Pre-import predicate

It is possible to add validation of extracted entity before import using a pre-import predicate.

As an input parameter, a pre-import predicate has an EntityExtractionResult that contains:

  1. An entity extracted from input data
  2. ImportedDataItem: source of raw values for the entity properties

Entity initializer

It is possible to make additional changes with extracted entity before import using the "entityInitializer" consumer in import configuration.

Examples

Examples of import configuration creation for each support format are presented below.

Data model

Let's consider the following entities: Order, Customer, OrderItem, Product.

The Order entity has the following properties:

Property name Type
number String
date java.util.Date
amount BigDecimal
customer Customer
orderItems List<OrderItem>

The Customer entity has the following properties:

Property name Type
firstName String
lastName String
name String
birthdate java.util.Date
email String
grade CustomerGrade

The OrderItem entity has the following properties:

Property name Type
quantity Integer
product Product
order order

The Product entity has the following properties:

Property name Type
name String
price BigDecimal

Excel (xlsx)

Example 1

ImportConfiguration to import orders from Excel file in the following format:

Customer Name Order Number Order Date Order Amount
James Smith 1234-0001 12/06/2021 12:00 25.5
William Johnson 1235-0001 13/06/2021 14:00 50

Import configuration:

Values for the "number", "date", "amount" properties are taken from the "Order Number", "Order Date", "Order Amount" columns respectively.
:::::
**Your tasks**
1 – Rewrite the stretch of the data import excerpt from "Entity initializer" through "are presented below.", putting "callback" wherever "consumer" appears.
2 – Answer these from the data import excerpt:
(a) What object does a pre-import predicate take as its input parameter?
(b) What type does the Product entity's "price" property have?
(c) In Example 1, which column supplies the value for the "amount" property?
3 – Continue the data import excerpt, picking up after its final sentence.

**Data extract**
:::::
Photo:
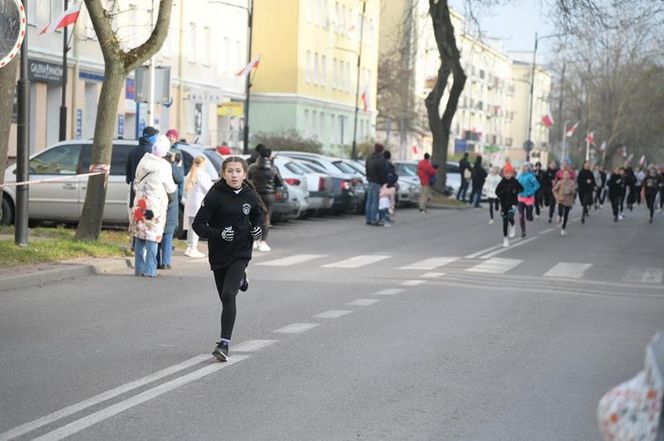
:::::
**Task results**
1 –
Entity initializer

It is possible to make additional changes with extracted entity before import using the "entityInitializer" callback in import configuration.

Examples

Examples of import configuration creation for each support format are presented below.

2 –
(a) An EntityExtractionResult.
(b) BigDecimal.
(c) The "Order Amount" column.

3 –
The "customer" property is a reference property represented in the input data by one property - "name". The value for the "name" property contains in the "Customer Name" column. The "name" property is a lookup property by which an existing customer will be searched. If an existing customer is not found by name, a new one is NOT created (because of ReferenceImportPolicy.IGNORE_IF_MISSING).

Before import, it is checked whether there is an order with the same number, date, and customer name. If such an order exists, the number, date, amount, and customer name will be updated by values from input data.

  ImportConfiguration importConfiguration = ImportConfiguration.builder(Order.class, InputDataFormat.XLSX)
                .addSimplePropertyMapping("number", "Order Number")
                .addSimplePropertyMapping("date", "Order Date")
                .addSimplePropertyMapping("amount", "Order Amount")
                .addReferencePropertyMapping("customer", "Customer Name", "name", ReferenceImportPolicy.IGNORE_IF_MISSING)
                .addUniqueEntityConfiguration(DuplicateEntityPolicy.UPDATE, "number", "date", "customer.name")
                .withDateFormat("dd/MM/yyyy HH:mm")
                .withTransactionStrategy(ImportTransactionStrategy.TRANSACTION_PER_ENTITY)
                .build();

Example 2

ImportConfiguration to import orders from Excel file in the following format:

Customer First Name Customer Last Name Customer Email Order Number Order Amount
James Smith [email protected] 1234-0001 25.5
William Johnson [email protected] 1235-0001 50

Import configuration:

Values for the "number", "amount" properties are taken from the "Order Number", "Order Amount" columns respectively.

The "customer" reference property is mapped by three properties:

  1. firstName - the value is taken from the "Customer First Name" column;
  2. lastName - the value is taken from the "Customer Last Name" column;
  3. email - the value is taken from the "Customer Email" column.

Existing customer is searched by "firstName", "lastName" properties (lookupPropertiyNames). If the customer is not found in the database, it will be created (ReferenceImportPolicy.CREATE_IF_MISSING policy).

Before import, it is checked whether a created order has a number. If order number is null, then an order is not imported. Otherwise, the order is imported and today is set as order date.

  ImportConfiguration importConfiguration = ImportConfiguration.builder(Order.class, InputDataFormat.XLSX)
                .addSimplePropertyMapping("number", "Order Number")
                .addSimplePropertyMapping("amount", "Order Amount")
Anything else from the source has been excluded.